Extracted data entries
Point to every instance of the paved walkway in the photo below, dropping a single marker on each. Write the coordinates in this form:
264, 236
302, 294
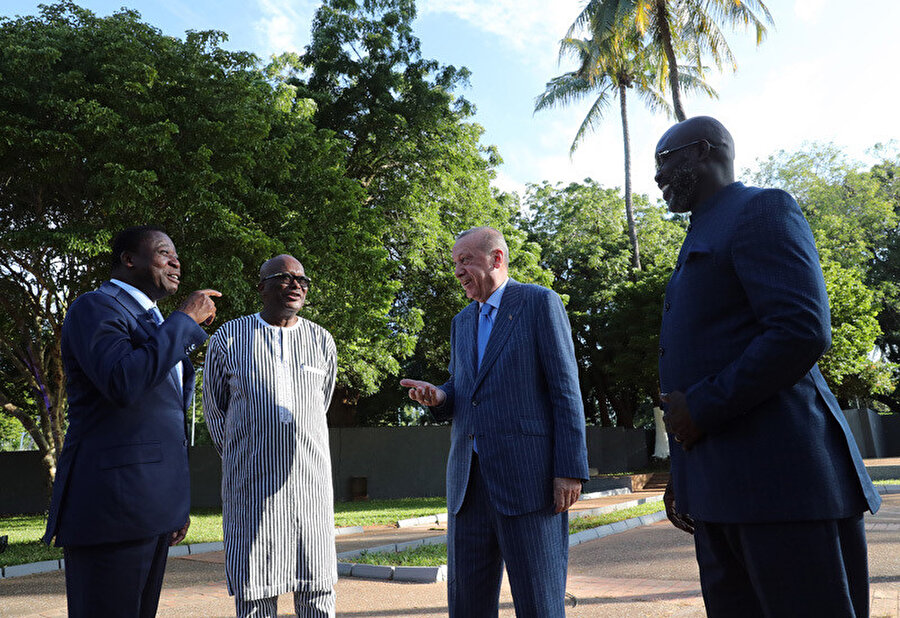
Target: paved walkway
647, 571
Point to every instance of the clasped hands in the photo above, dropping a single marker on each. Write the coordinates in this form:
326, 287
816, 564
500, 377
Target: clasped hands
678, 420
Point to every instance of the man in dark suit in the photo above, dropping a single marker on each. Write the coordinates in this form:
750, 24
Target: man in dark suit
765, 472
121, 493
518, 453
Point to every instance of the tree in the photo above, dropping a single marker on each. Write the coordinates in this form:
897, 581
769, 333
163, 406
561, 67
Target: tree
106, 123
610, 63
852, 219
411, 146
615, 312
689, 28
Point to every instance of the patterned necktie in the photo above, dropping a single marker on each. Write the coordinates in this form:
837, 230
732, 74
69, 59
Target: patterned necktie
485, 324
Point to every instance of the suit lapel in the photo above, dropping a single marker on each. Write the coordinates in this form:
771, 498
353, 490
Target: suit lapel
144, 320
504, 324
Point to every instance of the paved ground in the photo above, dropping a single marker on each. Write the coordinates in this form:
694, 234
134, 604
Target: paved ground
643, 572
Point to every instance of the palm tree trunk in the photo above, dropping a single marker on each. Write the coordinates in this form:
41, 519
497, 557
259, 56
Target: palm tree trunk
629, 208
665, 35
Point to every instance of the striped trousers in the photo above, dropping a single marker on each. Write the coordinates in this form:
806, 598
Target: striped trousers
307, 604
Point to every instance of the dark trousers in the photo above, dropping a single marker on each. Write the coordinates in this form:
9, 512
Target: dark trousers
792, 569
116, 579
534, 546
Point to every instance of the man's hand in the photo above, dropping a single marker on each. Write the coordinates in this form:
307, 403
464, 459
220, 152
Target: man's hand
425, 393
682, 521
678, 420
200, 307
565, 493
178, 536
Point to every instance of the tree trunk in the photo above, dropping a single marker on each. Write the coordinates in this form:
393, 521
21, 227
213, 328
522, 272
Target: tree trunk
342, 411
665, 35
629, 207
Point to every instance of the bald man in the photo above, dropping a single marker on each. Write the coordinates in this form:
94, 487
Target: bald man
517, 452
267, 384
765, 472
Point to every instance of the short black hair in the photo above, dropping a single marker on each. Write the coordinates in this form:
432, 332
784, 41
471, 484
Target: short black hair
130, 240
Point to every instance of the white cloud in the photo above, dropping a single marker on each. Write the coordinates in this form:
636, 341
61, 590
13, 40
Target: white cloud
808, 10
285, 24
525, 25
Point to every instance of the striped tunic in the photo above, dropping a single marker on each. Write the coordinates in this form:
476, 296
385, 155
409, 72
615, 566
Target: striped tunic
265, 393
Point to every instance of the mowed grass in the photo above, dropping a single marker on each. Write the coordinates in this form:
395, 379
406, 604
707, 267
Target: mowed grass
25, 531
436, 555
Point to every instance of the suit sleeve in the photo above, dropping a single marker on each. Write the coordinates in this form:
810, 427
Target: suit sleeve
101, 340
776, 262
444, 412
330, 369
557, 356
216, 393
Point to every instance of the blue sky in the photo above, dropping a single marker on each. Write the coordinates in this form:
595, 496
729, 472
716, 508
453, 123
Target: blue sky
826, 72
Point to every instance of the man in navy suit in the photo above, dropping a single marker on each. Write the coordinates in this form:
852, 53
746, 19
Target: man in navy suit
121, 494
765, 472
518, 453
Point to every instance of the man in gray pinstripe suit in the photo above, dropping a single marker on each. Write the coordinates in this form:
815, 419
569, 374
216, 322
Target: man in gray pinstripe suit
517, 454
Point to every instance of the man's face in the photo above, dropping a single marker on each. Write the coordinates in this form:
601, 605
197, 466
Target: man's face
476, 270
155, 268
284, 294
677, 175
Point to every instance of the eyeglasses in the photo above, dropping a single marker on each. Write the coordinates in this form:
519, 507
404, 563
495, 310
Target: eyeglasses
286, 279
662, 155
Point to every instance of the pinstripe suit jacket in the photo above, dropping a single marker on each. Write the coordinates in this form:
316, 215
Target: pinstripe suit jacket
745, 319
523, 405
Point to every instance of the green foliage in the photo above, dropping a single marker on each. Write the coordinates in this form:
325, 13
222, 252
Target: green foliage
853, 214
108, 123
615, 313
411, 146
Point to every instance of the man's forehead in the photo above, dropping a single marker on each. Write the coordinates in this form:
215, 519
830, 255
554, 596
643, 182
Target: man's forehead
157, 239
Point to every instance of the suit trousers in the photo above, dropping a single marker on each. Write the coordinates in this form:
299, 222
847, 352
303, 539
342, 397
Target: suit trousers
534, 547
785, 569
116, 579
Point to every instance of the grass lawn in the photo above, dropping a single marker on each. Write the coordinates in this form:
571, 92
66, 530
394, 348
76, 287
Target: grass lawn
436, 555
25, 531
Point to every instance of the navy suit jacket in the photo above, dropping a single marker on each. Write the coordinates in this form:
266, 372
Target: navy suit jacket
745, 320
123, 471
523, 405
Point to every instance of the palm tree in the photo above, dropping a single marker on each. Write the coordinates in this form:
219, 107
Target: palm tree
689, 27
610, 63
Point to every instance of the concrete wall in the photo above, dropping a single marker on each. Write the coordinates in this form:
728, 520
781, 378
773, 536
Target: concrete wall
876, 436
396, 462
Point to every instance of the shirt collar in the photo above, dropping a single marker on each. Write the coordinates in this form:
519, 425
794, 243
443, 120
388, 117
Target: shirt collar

* [Assignment]: Print all records verbatim, excluding pictures.

* [Output for this exercise]:
Point to every instance of the paved walkway in the photo below, dropping a single marker on each. Write the coordinates in this form:
264, 236
302, 294
Target: paved walkway
647, 571
Point to every instance of the clasped hands in the photo above, dropping a single marker on each. Write the coordinates in this form:
326, 287
816, 564
500, 377
Target: clasped hands
678, 420
Point to every instance of the man in dark suit in the photo above, dropping a single marker on each. Write the coordinates in this form:
750, 24
Target: man in dark suit
765, 472
121, 493
518, 453
Point to every instance of the tree in the photo above, dropping a single marker on each. Write the coordinates in this form:
897, 581
769, 333
163, 406
561, 67
Target: tree
106, 123
610, 63
852, 219
411, 146
615, 312
689, 28
Point to every instance of the patterned necktie in the photo above, dropping a single marker on each. Write the coordinates in this form:
837, 230
732, 74
69, 59
Target: patterned necktie
485, 324
Point to every instance of the suit lapel in the photo above, dropping a single marker on each. Write the coordinates in this form:
771, 498
353, 490
Target: suit lapel
144, 320
504, 324
Point to every instance of the paved ground in the photo above, dropping a single marker on each. Write the coordinates in this form:
694, 234
134, 604
Target: paved ground
643, 572
Point to every instance of the palm tree trunk in the photo above, dropping a single marker on each. Write the coordinates in this form:
41, 519
497, 557
259, 56
Target: palm tree trunk
629, 208
665, 35
Point to every instance of the striped trousers in the photo above, dropping a single marker on each. Write the coordinates in this form:
806, 598
Target: striped trousers
307, 604
Point to every instance of the dark trousers in the photo above, dropping a single marker on each. Write the coordinates in this form:
9, 512
Target: dark trousers
792, 569
116, 579
534, 546
Point to every instance of the man's hand in the photo above, dropping a single marker on each. Write the coordinates in this form:
307, 403
464, 459
220, 152
Target: man's hand
425, 393
682, 521
678, 420
200, 307
565, 493
178, 536
Point to every instance of the tree trunk in the photo above, dropping a single marker on each. Write the coordinates in this form:
393, 521
21, 227
213, 328
522, 272
Target: tree trunk
342, 411
665, 35
629, 207
Point to every instance of the bald man in the photo above, dropping a single marker on each. Write the coordinates in this form:
94, 487
Target: bald man
517, 452
267, 384
765, 472
Point to every instance of the short black hair in the photo above, dropping a single marker on each. Write the coordinates in this form:
432, 332
784, 41
471, 484
Target: short black hair
130, 240
Point to every instance of the white cloud in the photo above, dropping a single marker on each. Write the coordinates in this form:
636, 341
61, 590
13, 40
Target: white cloud
808, 10
285, 24
525, 25
Point to every instance of the striped tunic in the photo above, dropping a single marker on each. Write the coordinates in this form:
476, 296
385, 155
409, 72
615, 566
Target: striped tunic
265, 393
Point to every instance of the mowed grass in the photo above, dropping a single marker on each. Write the coordinates in this form:
395, 379
406, 604
707, 267
Target: mowed grass
25, 531
436, 555
Point to every instance of the suit sleeve in the photo above, dropping a single marker on each. Write the coordinates in this form:
810, 427
Target: suit sleeve
101, 340
776, 262
444, 412
330, 369
557, 356
216, 393
Point to every instance of the blue sky in the photo above, dropping a single marker on each. Write the coordinates in this form:
595, 496
729, 472
716, 508
453, 123
Target: blue sky
826, 72
Point to every instance of the man in navy suit in the photo above, dropping a single marker on each. Write the coordinates in this form:
852, 53
746, 19
Target: man in navy suit
121, 494
765, 472
518, 453
Point to every instance of the man in gray pinstripe suit in the photo above, dropping a single marker on each. Write the coordinates in this form:
815, 419
569, 374
216, 322
Target: man in gray pinstripe suit
517, 454
Point to every instance of the man's face in the photo above, dropping a single marker on each. Write the coordinates in this form:
601, 605
197, 466
Target: man's face
476, 270
155, 268
284, 294
677, 175
Point to every instance of the eyeglasses in the photo above, dropping a single marker on each. Write the coordinates in this form:
519, 507
404, 563
495, 310
Target: eyeglasses
286, 279
662, 155
Point to every instance of the pinstripe suit jacket in the photo above, dropping a single marker on each. Write the coordinates in this form:
316, 215
Target: pinstripe suit jacket
745, 319
523, 405
Point to every instance of the green foliage in the photo above, dropping a single marker on each. Write the coordinates in this form:
325, 13
222, 252
Target: green foliage
853, 214
108, 123
615, 313
411, 146
Point to every instance of the man's forehead in the photo above, dropping a single marker on each. Write the coordinates in this form:
215, 519
830, 255
554, 596
643, 182
Target: man's forehead
157, 239
Point to every instance of the suit trousers in the photo above, dropping a single marker on each. Write the coordinates in this form:
299, 222
847, 352
303, 539
342, 397
Target: suit trousers
534, 547
785, 569
116, 579
Point to every instance of the grass lawn in the photo above, dropping a single marker on each. Write the coordinates in this form:
571, 92
66, 530
394, 348
76, 287
Target: grass lawn
436, 555
25, 531
Point to every instance of the navy suit jacket in the photo above, dropping a single marker on each. Write the coordinates in this form:
266, 372
Target: navy suit jacket
745, 320
123, 471
523, 405
Point to every instance of the palm tree in the photo above, dropping a single marker on each. Write the coordinates in this form:
219, 107
Target: palm tree
689, 27
610, 63
Point to every instance of the concrete wall in the photo above, dropping a single marker on each. Write the coordinates in this form:
728, 520
781, 378
773, 536
Target: concrete wall
876, 436
396, 462
Point to every instance of the shirt collar in the photo above, dropping a single marker on each. Write the coordinates in this form:
519, 425
794, 243
443, 120
388, 117
Target: shirt collar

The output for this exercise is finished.